_Texte fourni_
L’auto-destruction serait-elle au cœur de leur vie programmée, le suicide au
centre de la cinématographie de Ridley Scott? La vie y engendre la destruction
comme ces corps qui enfantent des Aliens.
Incontrôlable, incompréhensible, elle est un feu qui réduit en cendres toutes
les ambitions humaines, dont celles de ce réalisateur de s’élever au niveau de
son maître Stanley Kubrick. Il est difficile de ne pas comparer Promotheus et 2001 Odyssée de l’Espace : le survol de notre planète comme
une terre étrangère, la solitude de la station spatiale, le meurtre au cœur de la
condition humaine, la quête éperdue de ses origines. Le mal est pour
Scott cette vie qui nous échappe, cet
Alien, ce corps étranger, ce virus sexuellement transmissible dont le
personnage féminin principal de Prometheus
se débarrasse par un auto-avortement. Si pour Kubrick l’humanité s’exprime dans
ce geste radical du singe qui fracasse le crane de son semblable, lance son
arme au ciel et son regard vers l’infini, chez Scott elle est une erreur de la
création qu’il serait presque tenté de rayer d’une croix. Pour s’élever
au-dessus des hommes, il faut, malgré leurs erreurs, leur cruauté, leur vanité,
leurs errances, commencer par les aimer et toujours croire que son salut ne se
situe nulle part ailleurs que dans le prochain. Ainsi parlait Zarathoustra.

_Exercice A_
Mettez à jour le passage du texte sur Ridley Scott allant de "L’auto-destruction serait-elle au" jusqu'à "enfantent des Aliens." inclus, en remplaçant "Aliens" par "monstres".
_Exercice B_
D'après le texte sur Ridley Scott, pourquoi est-il difficile de ne pas comparer le film de ce réalisateur à 2001 Odyssée de l'Espace ? Répondez en une à trois phrases.
Les données qui suivent n'ont aucun lien avec le texte sur Ridley Scott.

_Données fournies_
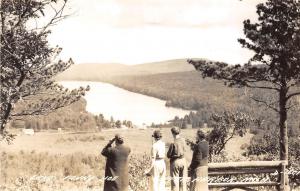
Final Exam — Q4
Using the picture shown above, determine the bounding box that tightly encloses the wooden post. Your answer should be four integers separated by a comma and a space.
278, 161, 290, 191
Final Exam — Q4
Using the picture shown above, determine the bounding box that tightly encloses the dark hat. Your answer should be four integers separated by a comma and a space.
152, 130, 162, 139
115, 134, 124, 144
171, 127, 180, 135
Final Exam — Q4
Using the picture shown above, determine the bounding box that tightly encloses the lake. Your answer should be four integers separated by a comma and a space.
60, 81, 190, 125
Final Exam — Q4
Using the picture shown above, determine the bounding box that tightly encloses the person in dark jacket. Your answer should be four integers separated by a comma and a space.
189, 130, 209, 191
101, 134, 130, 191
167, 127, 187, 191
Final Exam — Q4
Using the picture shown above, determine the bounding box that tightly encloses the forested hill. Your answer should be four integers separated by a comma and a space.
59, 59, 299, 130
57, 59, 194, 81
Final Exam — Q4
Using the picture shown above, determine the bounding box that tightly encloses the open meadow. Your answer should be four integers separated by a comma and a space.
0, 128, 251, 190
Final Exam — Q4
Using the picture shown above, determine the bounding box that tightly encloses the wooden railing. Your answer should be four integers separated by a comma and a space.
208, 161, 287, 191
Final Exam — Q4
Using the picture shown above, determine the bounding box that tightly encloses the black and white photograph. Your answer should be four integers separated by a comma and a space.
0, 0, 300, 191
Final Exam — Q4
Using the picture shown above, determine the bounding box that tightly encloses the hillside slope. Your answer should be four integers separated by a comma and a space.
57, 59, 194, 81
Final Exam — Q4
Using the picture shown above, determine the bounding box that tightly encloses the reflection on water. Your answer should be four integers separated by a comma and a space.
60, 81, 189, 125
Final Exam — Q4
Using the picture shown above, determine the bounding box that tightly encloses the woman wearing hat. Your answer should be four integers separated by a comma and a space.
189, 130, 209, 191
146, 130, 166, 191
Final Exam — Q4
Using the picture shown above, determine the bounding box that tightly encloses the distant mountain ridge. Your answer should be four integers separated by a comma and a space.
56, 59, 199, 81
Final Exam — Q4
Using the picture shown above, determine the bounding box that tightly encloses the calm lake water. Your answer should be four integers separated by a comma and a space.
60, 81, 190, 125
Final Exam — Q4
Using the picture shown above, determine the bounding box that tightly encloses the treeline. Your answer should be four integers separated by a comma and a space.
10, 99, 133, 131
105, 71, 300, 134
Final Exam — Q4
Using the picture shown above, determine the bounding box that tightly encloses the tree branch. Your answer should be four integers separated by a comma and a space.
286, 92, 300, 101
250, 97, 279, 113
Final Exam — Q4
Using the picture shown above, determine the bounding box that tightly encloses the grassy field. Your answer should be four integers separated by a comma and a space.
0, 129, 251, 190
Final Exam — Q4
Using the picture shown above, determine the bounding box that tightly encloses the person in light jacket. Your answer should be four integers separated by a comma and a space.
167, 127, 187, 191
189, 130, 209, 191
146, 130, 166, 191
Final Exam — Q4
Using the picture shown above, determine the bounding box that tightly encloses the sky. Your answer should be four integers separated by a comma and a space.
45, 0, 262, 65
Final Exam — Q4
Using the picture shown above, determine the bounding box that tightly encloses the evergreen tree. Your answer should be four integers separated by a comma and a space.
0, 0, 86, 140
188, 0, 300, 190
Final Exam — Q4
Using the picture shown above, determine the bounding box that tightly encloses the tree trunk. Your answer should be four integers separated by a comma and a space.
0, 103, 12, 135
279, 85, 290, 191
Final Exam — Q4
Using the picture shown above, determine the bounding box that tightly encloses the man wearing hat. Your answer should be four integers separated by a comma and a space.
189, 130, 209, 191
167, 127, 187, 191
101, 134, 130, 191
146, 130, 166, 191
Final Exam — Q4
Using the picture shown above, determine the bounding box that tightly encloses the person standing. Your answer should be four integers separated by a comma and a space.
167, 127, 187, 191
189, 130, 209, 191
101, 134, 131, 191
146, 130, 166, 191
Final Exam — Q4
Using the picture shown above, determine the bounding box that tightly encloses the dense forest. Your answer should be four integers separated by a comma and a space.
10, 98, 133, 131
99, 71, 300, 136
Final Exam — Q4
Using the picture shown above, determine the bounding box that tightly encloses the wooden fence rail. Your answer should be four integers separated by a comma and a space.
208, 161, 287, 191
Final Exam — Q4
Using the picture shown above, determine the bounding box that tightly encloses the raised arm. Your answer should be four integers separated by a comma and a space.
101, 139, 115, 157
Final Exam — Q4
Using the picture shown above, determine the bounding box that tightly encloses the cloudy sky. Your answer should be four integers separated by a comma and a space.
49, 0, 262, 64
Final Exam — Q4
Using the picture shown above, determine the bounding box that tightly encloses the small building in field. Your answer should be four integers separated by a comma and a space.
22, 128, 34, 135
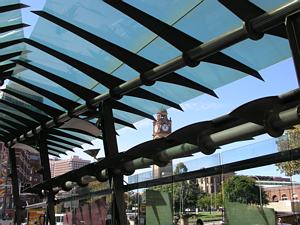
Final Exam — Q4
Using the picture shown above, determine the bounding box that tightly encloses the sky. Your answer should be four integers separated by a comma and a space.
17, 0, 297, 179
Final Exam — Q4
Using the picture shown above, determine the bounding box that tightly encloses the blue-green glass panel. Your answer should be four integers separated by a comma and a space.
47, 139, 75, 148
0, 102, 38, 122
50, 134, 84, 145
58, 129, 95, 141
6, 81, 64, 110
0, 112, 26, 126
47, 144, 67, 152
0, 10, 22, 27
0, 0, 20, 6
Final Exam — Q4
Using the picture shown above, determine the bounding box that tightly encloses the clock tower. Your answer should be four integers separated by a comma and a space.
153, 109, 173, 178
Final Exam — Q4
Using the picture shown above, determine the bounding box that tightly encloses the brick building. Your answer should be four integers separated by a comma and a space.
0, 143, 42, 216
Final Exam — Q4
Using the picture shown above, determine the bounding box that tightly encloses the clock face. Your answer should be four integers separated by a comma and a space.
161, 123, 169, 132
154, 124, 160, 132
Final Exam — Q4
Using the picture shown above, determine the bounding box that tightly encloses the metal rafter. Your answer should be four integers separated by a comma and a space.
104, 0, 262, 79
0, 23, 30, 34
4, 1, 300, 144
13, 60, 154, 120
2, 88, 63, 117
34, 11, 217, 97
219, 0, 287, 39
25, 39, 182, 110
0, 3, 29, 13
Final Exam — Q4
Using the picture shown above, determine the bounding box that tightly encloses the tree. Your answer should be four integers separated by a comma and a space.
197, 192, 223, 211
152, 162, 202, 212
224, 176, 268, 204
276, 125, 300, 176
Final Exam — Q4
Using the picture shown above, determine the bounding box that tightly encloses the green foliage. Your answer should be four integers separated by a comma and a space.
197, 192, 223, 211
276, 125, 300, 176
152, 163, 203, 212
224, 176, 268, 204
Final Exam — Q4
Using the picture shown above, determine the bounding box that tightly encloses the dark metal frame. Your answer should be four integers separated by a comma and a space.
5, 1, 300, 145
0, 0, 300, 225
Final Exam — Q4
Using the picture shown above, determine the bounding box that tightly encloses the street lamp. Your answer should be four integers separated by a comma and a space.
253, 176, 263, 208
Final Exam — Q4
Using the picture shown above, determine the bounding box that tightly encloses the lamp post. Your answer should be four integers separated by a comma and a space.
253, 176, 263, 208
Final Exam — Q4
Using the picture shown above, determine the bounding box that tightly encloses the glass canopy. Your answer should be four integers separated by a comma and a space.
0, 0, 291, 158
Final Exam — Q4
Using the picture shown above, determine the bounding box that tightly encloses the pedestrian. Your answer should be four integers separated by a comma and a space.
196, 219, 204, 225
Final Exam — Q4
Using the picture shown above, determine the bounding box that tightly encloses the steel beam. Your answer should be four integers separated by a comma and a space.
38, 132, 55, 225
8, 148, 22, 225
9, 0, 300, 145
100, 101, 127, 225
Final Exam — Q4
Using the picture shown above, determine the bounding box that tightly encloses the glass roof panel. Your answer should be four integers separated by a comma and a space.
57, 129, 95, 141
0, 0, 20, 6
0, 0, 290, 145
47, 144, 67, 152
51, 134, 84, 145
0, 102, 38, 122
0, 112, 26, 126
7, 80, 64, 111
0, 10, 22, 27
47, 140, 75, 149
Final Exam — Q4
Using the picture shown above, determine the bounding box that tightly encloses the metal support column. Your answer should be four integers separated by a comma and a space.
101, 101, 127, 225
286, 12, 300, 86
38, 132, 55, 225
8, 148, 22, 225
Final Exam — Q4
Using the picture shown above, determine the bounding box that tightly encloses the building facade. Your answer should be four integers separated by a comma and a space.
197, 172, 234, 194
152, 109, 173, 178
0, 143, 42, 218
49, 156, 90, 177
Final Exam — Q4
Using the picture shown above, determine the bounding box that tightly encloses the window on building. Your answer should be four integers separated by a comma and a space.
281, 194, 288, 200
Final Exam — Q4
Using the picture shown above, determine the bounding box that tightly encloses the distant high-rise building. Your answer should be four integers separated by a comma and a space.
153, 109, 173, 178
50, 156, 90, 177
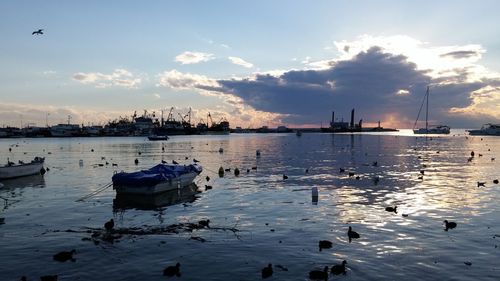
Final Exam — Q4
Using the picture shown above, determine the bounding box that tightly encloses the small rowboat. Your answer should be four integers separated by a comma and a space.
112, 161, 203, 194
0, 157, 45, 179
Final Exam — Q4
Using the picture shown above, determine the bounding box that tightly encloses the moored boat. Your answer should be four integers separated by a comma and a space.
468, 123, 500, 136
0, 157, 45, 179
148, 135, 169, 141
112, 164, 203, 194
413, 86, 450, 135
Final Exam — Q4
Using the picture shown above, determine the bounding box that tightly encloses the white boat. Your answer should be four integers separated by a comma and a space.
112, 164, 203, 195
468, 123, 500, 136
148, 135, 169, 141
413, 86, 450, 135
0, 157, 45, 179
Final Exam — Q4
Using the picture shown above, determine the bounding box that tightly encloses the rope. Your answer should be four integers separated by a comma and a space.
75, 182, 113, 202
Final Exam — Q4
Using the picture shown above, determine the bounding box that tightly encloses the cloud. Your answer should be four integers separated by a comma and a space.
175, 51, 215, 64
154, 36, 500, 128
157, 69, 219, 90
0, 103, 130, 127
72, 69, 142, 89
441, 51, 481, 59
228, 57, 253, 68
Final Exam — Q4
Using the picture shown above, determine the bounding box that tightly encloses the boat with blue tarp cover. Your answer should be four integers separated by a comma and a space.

...

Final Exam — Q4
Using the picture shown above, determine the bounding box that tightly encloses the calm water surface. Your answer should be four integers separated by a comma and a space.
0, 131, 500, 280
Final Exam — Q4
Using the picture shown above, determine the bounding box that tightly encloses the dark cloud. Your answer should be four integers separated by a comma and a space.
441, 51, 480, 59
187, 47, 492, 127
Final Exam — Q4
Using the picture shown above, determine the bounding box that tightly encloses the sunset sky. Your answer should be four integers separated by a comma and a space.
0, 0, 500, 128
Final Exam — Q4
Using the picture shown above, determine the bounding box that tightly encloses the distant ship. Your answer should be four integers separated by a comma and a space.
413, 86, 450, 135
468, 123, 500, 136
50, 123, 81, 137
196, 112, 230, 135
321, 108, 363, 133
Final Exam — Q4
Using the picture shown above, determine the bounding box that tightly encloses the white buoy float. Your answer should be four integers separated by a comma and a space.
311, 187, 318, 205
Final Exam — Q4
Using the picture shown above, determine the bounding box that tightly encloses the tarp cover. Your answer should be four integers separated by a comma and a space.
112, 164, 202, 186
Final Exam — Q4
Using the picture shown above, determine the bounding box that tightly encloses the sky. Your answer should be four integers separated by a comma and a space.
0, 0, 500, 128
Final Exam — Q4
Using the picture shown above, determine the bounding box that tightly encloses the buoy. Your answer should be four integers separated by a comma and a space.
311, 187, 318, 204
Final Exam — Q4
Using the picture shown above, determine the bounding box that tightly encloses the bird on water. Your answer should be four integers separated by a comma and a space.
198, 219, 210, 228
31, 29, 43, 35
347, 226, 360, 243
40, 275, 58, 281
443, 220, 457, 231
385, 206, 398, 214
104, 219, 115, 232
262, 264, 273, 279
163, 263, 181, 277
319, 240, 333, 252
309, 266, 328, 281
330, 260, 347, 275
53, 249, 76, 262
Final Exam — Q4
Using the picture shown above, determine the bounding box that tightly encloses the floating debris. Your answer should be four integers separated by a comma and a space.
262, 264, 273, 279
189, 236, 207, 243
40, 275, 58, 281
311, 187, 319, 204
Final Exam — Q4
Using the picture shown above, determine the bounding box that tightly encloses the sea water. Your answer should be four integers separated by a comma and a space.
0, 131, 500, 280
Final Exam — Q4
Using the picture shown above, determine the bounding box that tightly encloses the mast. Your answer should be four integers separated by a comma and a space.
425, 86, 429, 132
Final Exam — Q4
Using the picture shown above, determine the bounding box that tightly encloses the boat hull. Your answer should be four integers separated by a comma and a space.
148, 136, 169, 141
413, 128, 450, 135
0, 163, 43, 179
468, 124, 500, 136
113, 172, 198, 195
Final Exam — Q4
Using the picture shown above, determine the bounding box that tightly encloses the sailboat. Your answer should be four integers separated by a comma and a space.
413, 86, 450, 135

_Réponse finale A_
L’auto-destruction serait-elle au cœur de leur vie programmée, le suicide au
centre de la cinématographie de Ridley Scott? La vie y engendre la destruction
comme ces corps qui enfantent des monstres.

_Réponse finale B_
Les deux films partagent plusieurs motifs. On y retrouve le survol de notre planète comme une terre étrangère, la solitude de la station spatiale, le meurtre au cœur de la condition humaine et la quête éperdue de ses origines.